Repeat word for word the rows from the line containing "Identify each instance of the bare" up to and including the line containing "Identify each instance of the calico".

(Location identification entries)
- - - - -
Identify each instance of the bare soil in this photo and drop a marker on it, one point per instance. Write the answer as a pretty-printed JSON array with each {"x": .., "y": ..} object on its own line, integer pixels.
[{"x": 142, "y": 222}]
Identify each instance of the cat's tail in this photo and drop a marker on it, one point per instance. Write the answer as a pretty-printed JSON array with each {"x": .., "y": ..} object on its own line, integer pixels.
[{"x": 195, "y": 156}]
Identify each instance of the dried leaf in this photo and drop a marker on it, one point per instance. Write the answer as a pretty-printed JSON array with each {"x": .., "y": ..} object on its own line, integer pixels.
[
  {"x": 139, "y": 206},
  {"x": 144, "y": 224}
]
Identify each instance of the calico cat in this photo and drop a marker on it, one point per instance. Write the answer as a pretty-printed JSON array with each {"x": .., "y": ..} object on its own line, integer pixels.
- - - - -
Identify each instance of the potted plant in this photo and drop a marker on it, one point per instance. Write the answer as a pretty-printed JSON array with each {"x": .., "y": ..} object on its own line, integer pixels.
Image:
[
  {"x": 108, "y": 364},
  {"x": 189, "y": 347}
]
- - - - -
ANSWER TO THIS TASK ▸
Identify each instance of the bare soil in this photo and drop a marker on it, one point per instance. Write the answer as a pretty-printed JSON array with each {"x": .., "y": ..} object on its own line, integer pixels.
[{"x": 142, "y": 222}]
Identify each instance of the cat's tail in this photo and drop a marker on it, one point per instance. Write the answer as a pretty-printed JSON array with each {"x": .., "y": ..} object on its own line, integer pixels.
[{"x": 195, "y": 156}]
Identify each instance of the dried leaf in this photo and drop a marker on it, one point per instance. Write the answer as a pretty-printed JSON array with each {"x": .., "y": ..} object on its own line, integer pixels.
[
  {"x": 139, "y": 206},
  {"x": 144, "y": 224}
]
Identify each instance of the calico cat in this photo and drop a marker on it, one point per instance. Write the answer as a pretty-printed JSON array with each {"x": .., "y": ..} object on its own line, integer pixels.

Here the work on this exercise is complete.